教授とわたし、そして映画 / 引き裂かれた女 / かぐや姫の物語

大人であるらしい男 と フーガ と 絵。

男たちは子どもの身振りを持ったまま、だんだんと深化していく。女たちはいまだ謎のまま。

追い求める男女、別れに際して化け物に変わる女、ストーカーまがいの男、感傷的でどうしようもない男、強い女。だらしないが、どこか憎めず、自分の思考と行動を持つ男を女たちは愛し、諦め、愛想をつかす。

ホン・サンス『教授とわたし、そして映画』は2人+αの視点で3人の現在と過去を交錯させる。四部構成で、ロメールから引き継がれたテーマ分けは一部「呪文を唱える日」、二部「キング・オブ・キス」三部「大雪の後に」四部「オッキの映画」とされ、格言は使われていない。

一部は映画監督の男、教授、そしてここには登場しないがその二人と関係を持った女オッキの現在を見渡し、噂(=呪文?)と事実の信の選択がいかにして行なわれるかという問いを得る。伝聞によってもたらされた疑いを男は教授に直接向けるが、それらしい答えはもらえず、ただ仲違いするだけに終わる。煮え切らないまま、男の映画の上映後の質疑応答で自分にも新しい疑いがかけられてしまう。男が四年前に付き合っていた女(オッキ)の友人なるものが、男を詰問する。オッキは男と別れてしまったせいで廃人になった、男はその事実に対してどう思うのか、と。男は四年前には結婚しておらず、そのことを告げればその場はしのげたはずなのだが、そんな質問を公の場で、しかも映画の質疑応答の場でする行為を咎めるだけに終わる。

第二部は学生時代の男の視点で、オッキと教授の怪しい関係とそこに加わる男の関係が描かれる。男は強引にオッキにキスし、家の前で一晩中待って、ベッドインし、「付き合う」。セックス後のやりとり「ねえわたしたちって付き合ってるの?」というオッキの紋切り型に、好意を寄せる男は嫌がりもせずイエスと言う。その前にオッキは教授と一度寝ていたが、妻帯者である教授と「付き合う」ことはできない。友人の「自分を大事に」という忠告も紋切り型だが、そっちに嵌っていたほうがこの軽いお遊びよりはマシだっただろう。鈍感な男は何も気づかず、ただ浮かれている。

■ 取り組む課題:
a) 映画『教授とわたし、そして映画』の評について、本文の記述に基づき次の問いに答えよ。
(i) 本作は何部構成で、三部の題は何か。
(ii) 一部で、上映後の質疑応答の場で男を詰問したのは誰か。
(iii) 二部で、オッキの「ねえわたしたちって付き合ってるの?」に男はどう答えたか。
b) 映画『教授とわたし、そして映画』の評を、最後の一文の後から書き継げ。

物体の位置に関するデータセット資料

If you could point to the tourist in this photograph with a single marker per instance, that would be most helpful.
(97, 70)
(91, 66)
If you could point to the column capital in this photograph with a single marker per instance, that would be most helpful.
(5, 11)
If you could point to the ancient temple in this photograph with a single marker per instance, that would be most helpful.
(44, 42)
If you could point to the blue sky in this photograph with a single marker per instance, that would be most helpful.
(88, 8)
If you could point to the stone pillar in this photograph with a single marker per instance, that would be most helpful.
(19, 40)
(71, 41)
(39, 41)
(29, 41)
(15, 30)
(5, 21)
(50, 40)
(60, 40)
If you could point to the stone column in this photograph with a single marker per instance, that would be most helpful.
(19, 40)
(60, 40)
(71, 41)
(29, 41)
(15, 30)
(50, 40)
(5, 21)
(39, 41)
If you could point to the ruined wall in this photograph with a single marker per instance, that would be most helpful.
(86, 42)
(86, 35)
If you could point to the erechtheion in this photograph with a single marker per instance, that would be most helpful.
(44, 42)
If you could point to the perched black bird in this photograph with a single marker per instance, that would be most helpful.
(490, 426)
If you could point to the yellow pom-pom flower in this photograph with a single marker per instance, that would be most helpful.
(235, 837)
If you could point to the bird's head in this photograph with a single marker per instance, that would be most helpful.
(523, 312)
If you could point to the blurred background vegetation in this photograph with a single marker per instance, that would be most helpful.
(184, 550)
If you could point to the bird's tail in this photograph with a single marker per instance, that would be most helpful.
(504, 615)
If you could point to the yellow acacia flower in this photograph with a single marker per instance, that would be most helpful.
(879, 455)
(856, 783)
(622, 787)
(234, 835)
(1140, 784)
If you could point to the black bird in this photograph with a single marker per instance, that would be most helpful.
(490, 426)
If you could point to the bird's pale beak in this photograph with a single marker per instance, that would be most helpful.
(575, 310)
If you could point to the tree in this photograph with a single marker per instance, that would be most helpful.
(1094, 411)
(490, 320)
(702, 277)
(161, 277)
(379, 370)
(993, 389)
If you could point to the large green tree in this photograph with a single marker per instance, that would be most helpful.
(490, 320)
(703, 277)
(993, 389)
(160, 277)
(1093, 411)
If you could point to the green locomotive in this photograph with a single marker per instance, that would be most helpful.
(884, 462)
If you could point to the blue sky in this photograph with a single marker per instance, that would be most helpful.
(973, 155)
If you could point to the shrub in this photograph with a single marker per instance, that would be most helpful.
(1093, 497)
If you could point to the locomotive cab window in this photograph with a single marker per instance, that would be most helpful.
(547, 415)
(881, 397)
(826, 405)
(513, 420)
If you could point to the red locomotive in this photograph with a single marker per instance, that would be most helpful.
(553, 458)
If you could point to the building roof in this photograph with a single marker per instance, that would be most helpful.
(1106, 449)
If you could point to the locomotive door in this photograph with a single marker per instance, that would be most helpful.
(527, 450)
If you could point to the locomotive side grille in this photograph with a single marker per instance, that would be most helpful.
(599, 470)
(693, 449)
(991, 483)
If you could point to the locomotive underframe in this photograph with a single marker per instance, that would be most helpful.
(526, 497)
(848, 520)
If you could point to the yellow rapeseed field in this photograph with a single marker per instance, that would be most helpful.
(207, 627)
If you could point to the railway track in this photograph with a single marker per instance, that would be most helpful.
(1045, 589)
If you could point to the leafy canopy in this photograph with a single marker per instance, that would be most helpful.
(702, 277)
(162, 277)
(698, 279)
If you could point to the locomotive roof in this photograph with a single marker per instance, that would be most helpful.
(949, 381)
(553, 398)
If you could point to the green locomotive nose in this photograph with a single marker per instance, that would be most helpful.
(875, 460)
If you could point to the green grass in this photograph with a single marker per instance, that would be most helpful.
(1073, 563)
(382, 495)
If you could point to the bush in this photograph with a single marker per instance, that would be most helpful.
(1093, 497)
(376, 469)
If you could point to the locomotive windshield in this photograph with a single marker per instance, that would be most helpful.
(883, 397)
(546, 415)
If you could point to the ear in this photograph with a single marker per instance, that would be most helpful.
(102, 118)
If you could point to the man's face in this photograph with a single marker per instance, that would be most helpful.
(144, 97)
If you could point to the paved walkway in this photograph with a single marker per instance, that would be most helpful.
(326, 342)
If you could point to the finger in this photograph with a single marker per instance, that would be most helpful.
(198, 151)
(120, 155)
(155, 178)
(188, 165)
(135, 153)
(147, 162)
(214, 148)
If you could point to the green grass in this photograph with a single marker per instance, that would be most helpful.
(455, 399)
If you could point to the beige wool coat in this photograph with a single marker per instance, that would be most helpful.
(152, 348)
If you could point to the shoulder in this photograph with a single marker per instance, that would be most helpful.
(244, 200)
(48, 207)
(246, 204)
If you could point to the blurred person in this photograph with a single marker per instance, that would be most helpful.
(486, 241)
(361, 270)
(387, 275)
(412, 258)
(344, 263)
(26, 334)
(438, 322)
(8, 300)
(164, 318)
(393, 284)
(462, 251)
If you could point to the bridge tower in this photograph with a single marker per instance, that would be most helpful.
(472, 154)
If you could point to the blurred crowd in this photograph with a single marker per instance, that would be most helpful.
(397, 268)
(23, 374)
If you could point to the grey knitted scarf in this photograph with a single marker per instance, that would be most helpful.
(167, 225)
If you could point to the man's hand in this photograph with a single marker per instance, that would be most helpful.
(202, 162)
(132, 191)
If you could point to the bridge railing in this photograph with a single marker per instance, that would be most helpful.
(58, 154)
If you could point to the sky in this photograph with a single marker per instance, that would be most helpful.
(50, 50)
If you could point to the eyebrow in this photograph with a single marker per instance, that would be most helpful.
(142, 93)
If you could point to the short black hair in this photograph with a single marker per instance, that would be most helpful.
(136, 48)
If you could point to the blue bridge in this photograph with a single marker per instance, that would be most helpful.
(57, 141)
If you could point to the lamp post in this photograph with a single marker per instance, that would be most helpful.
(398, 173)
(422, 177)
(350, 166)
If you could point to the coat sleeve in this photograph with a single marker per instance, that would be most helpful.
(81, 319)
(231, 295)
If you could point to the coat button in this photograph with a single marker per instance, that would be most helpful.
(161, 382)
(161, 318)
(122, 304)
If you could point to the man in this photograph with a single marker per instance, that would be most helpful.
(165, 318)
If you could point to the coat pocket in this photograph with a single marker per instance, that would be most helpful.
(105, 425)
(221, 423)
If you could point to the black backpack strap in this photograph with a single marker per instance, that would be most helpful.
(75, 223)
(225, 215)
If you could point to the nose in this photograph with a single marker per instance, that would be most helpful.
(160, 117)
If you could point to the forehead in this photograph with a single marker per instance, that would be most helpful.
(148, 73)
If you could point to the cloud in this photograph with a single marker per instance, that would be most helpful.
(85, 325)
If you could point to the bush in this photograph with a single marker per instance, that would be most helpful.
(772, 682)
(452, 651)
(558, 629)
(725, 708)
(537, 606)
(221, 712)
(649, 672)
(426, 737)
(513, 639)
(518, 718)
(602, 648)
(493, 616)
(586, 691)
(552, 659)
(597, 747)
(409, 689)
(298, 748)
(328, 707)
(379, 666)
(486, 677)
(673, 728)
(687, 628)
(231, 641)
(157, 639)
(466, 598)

■ 課題の解答:
a)
(i) 四部構成で、三部の題は「大雪の後に」。
(ii) 男が四年前に付き合っていた女（オッキ）の友人なるもの。
(iii) 嫌がりもせずイエスと答えた。

b)
第三部は教授の視点で、大雪の後、教授が誰もこない教室で待っているとオッキと男がやってくる。その場で人生についての禅問答を繰り返した三人の中で関係が構築され、オッキと教授は仲良くなり、逢瀬を重ねる。男の映画に賞をあげるはずだったが、オッキと男の関係に疑いの目を向ける教授は、男と邪念のない関係が築けないという口実で、オッキに男から離れるように言い、賞を取り下げる。

第四部は女の映画で、男と教授を並列する。同じ山に登った経験を並べるが、先に行った教授との感覚(ここでなにしたあれした)+男といるときにもオーバーラップされる感覚(形のいい木の下で交わされた甘い約束)の二重化によりかなりバイアスのかかった比較になっている。こんな理不尽な比較がなされてしまう二人は当然別れ、現在では男は妻帯者、映画監督になり、女は廃人となった。一度寝た教授はいまも元気に暮らしている。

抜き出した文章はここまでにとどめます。